**YOUR TASK:**
Each line of the listing needs to be given again exactly.

**EXCERPTED DATA:**
-- Opening Marker --

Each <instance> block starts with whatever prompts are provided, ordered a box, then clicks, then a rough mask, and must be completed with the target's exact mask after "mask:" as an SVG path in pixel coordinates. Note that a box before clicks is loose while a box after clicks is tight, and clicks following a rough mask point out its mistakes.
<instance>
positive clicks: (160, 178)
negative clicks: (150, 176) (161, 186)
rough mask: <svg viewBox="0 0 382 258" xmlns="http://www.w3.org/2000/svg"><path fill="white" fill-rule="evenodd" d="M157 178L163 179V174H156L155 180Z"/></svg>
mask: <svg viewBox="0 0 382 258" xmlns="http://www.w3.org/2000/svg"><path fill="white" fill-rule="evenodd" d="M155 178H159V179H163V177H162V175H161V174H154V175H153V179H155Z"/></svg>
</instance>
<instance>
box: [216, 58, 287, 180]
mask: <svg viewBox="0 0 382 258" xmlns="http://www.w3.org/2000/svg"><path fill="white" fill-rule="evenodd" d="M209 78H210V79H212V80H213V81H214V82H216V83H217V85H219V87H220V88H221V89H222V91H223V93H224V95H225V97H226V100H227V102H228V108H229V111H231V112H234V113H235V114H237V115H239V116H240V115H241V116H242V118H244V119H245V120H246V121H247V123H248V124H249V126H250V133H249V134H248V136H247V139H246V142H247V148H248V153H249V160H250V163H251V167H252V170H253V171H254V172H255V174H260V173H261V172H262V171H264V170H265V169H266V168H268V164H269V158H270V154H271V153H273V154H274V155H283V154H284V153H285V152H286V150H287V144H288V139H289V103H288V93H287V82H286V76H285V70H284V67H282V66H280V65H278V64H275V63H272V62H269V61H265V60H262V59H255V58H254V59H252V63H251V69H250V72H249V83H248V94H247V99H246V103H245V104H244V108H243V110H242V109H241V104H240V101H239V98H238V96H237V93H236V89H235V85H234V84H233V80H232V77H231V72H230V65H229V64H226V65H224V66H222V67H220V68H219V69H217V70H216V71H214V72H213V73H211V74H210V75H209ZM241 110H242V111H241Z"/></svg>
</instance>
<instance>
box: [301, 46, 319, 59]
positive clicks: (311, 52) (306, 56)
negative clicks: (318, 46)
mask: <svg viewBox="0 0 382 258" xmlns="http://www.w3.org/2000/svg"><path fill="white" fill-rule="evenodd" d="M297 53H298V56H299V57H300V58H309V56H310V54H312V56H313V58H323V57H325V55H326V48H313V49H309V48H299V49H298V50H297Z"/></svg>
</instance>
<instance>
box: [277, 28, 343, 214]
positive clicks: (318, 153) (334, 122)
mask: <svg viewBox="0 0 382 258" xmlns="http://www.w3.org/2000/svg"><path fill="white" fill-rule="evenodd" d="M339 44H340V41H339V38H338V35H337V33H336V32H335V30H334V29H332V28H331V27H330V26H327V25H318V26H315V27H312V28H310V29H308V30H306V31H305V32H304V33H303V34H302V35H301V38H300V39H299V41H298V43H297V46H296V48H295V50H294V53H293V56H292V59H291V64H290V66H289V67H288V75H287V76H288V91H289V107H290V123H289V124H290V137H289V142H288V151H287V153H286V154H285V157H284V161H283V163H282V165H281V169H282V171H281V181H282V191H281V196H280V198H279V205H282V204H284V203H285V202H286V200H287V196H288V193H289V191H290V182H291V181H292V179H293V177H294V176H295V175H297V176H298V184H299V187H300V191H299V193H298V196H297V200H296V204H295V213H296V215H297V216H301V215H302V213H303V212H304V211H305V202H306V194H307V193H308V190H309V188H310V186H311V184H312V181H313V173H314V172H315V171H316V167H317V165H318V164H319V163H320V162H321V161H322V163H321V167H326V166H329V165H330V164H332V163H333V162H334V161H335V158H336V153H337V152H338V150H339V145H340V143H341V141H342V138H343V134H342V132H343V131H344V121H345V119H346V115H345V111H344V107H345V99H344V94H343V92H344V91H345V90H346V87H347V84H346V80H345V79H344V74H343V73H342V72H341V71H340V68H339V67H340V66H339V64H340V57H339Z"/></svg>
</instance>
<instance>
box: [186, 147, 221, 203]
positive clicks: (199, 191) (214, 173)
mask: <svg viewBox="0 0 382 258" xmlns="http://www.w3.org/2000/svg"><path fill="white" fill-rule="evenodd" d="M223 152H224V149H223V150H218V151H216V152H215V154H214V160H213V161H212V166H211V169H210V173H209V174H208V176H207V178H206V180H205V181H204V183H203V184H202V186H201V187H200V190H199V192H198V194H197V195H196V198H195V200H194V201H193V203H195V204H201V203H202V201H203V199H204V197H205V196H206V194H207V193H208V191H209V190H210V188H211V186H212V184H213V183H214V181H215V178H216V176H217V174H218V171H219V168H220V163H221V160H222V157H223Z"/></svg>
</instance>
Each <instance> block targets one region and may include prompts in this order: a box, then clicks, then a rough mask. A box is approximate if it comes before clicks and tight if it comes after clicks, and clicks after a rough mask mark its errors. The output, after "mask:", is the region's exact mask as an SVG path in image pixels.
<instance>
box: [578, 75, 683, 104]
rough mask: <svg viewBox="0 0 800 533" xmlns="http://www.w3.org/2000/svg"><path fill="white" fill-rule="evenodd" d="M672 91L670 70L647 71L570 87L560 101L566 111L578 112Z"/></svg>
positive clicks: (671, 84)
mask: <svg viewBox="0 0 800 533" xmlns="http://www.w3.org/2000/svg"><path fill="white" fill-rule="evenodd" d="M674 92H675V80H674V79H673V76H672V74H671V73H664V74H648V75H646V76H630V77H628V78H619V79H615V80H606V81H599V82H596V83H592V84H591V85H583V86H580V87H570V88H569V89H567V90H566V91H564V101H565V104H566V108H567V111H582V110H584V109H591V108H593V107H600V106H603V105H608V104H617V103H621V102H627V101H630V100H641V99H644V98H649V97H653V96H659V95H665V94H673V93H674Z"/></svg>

-- Closing Marker --

**PROBLEM SOLUTION:**
Each <instance> block starts with whatever prompts are provided, ordered a box, then clicks, then a rough mask, and must be completed with the target's exact mask after "mask:" as an SVG path in pixel coordinates. Note that a box before clicks is loose while a box after clicks is tight, and clicks following a rough mask point out its mistakes.
<instance>
positive clicks: (160, 178)
negative clicks: (150, 176) (161, 186)
rough mask: <svg viewBox="0 0 382 258" xmlns="http://www.w3.org/2000/svg"><path fill="white" fill-rule="evenodd" d="M157 178L163 179V174H156L155 180Z"/></svg>
mask: <svg viewBox="0 0 382 258" xmlns="http://www.w3.org/2000/svg"><path fill="white" fill-rule="evenodd" d="M155 178H159V179H163V177H162V175H161V174H154V175H153V179H155Z"/></svg>
</instance>
<instance>
box: [216, 58, 287, 180]
mask: <svg viewBox="0 0 382 258" xmlns="http://www.w3.org/2000/svg"><path fill="white" fill-rule="evenodd" d="M209 78H210V79H212V80H213V81H214V82H216V83H217V85H219V87H220V88H221V89H222V91H223V93H224V95H225V97H226V100H227V102H228V108H229V111H231V112H234V113H235V114H237V115H239V116H240V115H241V116H242V118H244V119H245V120H246V121H247V123H248V124H249V126H250V133H249V134H248V136H247V139H246V142H247V148H248V153H249V160H250V163H251V167H252V170H253V171H254V172H255V174H260V173H261V172H262V171H264V170H265V169H266V168H268V164H269V158H270V154H271V153H273V154H274V155H283V154H284V153H285V152H286V150H287V144H288V139H289V103H288V93H287V82H286V76H285V70H284V67H282V66H280V65H278V64H275V63H272V62H269V61H265V60H262V59H255V58H254V59H252V63H251V69H250V72H249V83H248V94H247V99H246V103H245V104H244V108H243V110H242V109H241V104H240V101H239V98H238V96H237V93H236V89H235V85H234V84H233V80H232V77H231V72H230V65H229V64H226V65H224V66H222V67H220V68H219V69H217V70H216V71H214V72H213V73H211V74H210V75H209ZM241 110H242V111H241Z"/></svg>
</instance>
<instance>
box: [301, 46, 319, 59]
positive clicks: (311, 52) (306, 56)
negative clicks: (318, 46)
mask: <svg viewBox="0 0 382 258" xmlns="http://www.w3.org/2000/svg"><path fill="white" fill-rule="evenodd" d="M297 53H298V56H299V57H300V58H309V56H310V54H312V56H313V58H323V57H325V55H326V48H313V49H309V48H299V49H298V50H297Z"/></svg>
</instance>
<instance>
box: [277, 28, 343, 214]
positive clicks: (318, 153) (334, 122)
mask: <svg viewBox="0 0 382 258" xmlns="http://www.w3.org/2000/svg"><path fill="white" fill-rule="evenodd" d="M339 44H340V41H339V38H338V35H337V33H336V32H335V30H334V29H332V28H331V27H330V26H327V25H318V26H315V27H312V28H310V29H308V30H306V31H305V32H304V33H303V34H302V35H301V38H300V39H299V41H298V43H297V46H296V48H295V50H294V53H293V56H292V59H291V64H290V66H289V67H288V75H287V76H288V91H289V107H290V123H289V124H290V137H289V142H288V151H287V153H286V154H285V157H284V161H283V163H282V165H281V169H282V171H281V181H282V191H281V196H280V198H279V205H282V204H284V203H285V202H286V200H287V196H288V193H289V191H290V182H291V181H292V179H293V177H294V176H295V175H297V176H298V184H299V187H300V191H299V193H298V196H297V200H296V204H295V213H296V215H297V216H301V215H302V213H303V212H304V211H305V202H306V194H307V193H308V190H309V188H310V186H311V184H312V181H313V173H314V172H315V171H316V167H317V165H318V164H319V163H320V162H321V161H322V163H321V167H326V166H329V165H330V164H332V163H333V162H334V161H335V158H336V153H337V152H338V150H339V145H340V143H341V141H342V138H343V134H342V132H343V131H344V121H345V119H346V115H345V111H344V107H345V99H344V94H343V92H344V91H345V90H346V87H347V84H346V80H345V79H344V74H343V73H342V72H341V71H340V68H339V67H340V66H339V64H340V57H339Z"/></svg>
</instance>
<instance>
box: [186, 147, 221, 203]
positive clicks: (199, 191) (214, 173)
mask: <svg viewBox="0 0 382 258" xmlns="http://www.w3.org/2000/svg"><path fill="white" fill-rule="evenodd" d="M223 152H224V149H223V150H218V151H216V152H215V154H214V160H213V161H212V166H211V169H210V173H209V174H208V176H207V178H206V180H205V181H204V183H203V184H202V186H201V187H200V190H199V192H198V194H197V195H196V198H195V200H194V201H193V203H195V204H201V203H202V201H203V199H204V197H205V196H206V194H207V193H208V191H209V190H210V188H211V186H212V184H213V183H214V181H215V178H216V176H217V174H218V171H219V168H220V163H221V160H222V157H223Z"/></svg>
</instance>
Each <instance> block targets one region and may include prompts in this order: a box, then clicks, then a rough mask. A box is approximate if it comes before clicks and tight if it comes after clicks, and clicks after a rough mask mark its errors. The output, after "mask:", is the region's exact mask as an SVG path in image pixels.
<instance>
box: [578, 75, 683, 104]
rough mask: <svg viewBox="0 0 800 533" xmlns="http://www.w3.org/2000/svg"><path fill="white" fill-rule="evenodd" d="M672 91L670 70L647 71L570 87L560 101L566 111L578 112Z"/></svg>
positive clicks: (671, 84)
mask: <svg viewBox="0 0 800 533" xmlns="http://www.w3.org/2000/svg"><path fill="white" fill-rule="evenodd" d="M674 92H675V80H674V79H673V76H672V74H671V73H664V74H648V75H646V76H630V77H628V78H619V79H615V80H606V81H599V82H596V83H592V84H591V85H583V86H580V87H570V88H569V89H567V90H566V91H564V101H565V104H566V108H567V111H582V110H584V109H591V108H593V107H600V106H603V105H608V104H617V103H621V102H627V101H630V100H641V99H644V98H649V97H653V96H659V95H665V94H673V93H674Z"/></svg>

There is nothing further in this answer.